(Recorded data)

########

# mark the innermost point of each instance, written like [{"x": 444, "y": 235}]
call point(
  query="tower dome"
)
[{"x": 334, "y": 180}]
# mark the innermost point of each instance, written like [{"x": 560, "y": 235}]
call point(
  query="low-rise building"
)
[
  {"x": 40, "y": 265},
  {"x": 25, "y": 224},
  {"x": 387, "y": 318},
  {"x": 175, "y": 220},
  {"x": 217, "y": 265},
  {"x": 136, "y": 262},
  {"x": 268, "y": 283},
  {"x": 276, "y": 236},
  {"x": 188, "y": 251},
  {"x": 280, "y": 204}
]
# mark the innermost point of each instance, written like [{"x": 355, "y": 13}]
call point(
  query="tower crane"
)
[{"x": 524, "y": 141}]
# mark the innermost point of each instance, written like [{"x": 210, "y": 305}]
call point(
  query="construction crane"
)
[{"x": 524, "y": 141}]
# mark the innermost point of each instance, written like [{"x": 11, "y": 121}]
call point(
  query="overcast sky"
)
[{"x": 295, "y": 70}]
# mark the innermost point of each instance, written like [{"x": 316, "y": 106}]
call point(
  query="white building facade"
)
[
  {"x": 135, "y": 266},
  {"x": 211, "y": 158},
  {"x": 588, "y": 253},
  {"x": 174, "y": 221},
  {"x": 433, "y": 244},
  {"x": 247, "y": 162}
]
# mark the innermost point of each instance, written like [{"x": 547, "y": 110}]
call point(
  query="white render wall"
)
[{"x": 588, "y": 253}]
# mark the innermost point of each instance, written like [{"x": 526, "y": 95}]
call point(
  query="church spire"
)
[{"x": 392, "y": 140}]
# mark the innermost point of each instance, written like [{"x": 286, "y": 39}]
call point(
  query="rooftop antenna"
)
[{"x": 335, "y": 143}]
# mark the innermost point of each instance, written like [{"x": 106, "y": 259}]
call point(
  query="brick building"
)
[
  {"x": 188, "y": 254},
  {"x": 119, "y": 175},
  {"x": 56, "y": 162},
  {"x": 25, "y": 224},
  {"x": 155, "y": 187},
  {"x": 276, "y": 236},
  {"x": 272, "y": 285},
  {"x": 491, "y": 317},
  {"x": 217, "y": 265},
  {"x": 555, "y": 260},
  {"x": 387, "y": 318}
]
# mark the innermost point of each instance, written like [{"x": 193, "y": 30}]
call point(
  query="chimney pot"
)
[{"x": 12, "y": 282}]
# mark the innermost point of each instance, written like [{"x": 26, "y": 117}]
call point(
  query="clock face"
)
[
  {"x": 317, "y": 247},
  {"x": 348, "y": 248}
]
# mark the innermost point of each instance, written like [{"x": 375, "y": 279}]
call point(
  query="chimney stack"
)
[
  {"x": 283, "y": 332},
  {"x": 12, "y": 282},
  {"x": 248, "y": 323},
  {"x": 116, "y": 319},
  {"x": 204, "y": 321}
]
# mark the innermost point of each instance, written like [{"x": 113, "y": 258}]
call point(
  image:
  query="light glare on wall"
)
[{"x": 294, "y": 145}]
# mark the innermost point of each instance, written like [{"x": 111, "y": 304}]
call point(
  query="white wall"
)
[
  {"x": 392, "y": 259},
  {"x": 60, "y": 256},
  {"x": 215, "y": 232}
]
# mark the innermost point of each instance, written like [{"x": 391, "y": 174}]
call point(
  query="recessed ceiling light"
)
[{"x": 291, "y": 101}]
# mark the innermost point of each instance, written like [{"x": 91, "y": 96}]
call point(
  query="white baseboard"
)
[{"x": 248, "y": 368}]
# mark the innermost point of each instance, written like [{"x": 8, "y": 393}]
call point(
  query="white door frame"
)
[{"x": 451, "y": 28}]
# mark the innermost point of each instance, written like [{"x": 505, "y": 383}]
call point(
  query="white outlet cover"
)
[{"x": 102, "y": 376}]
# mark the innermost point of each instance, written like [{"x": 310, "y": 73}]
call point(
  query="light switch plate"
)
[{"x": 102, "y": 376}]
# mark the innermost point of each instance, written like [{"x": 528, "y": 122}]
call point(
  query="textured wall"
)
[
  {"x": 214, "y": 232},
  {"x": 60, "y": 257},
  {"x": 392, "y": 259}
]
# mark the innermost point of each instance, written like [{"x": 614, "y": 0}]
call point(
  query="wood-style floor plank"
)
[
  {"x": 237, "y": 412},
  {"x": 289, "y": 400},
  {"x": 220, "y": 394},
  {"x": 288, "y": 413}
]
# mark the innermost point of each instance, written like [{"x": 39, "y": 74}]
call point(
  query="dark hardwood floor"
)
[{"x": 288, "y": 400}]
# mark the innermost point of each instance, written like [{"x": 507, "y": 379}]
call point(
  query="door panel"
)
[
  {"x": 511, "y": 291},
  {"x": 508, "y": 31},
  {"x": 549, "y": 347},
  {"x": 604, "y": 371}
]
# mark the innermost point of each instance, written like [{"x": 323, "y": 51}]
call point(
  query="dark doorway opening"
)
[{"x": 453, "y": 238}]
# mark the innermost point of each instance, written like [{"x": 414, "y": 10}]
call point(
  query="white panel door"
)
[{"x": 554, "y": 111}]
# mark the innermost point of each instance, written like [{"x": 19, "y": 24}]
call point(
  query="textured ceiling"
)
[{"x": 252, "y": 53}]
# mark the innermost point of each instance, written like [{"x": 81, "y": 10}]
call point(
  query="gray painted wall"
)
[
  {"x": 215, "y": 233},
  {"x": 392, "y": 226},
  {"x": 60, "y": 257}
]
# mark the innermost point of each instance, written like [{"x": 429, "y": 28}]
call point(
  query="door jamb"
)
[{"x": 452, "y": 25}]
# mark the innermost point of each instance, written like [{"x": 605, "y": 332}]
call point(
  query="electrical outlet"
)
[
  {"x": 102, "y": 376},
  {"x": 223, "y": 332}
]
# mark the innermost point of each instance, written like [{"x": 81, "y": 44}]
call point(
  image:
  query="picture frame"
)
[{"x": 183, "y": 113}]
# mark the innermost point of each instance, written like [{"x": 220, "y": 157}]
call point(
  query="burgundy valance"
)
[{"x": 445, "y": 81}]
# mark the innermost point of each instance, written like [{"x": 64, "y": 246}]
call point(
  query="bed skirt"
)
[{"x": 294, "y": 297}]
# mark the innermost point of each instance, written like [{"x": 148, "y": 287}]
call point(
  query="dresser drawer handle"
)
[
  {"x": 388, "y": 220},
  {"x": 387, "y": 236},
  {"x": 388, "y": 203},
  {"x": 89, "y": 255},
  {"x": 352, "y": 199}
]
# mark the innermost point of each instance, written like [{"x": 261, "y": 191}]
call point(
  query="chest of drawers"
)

########

## Exercise:
Extract each line above that contains the string "panel", counting only matches with the same case.

## Correct result:
  query="door panel"
  query="white panel door"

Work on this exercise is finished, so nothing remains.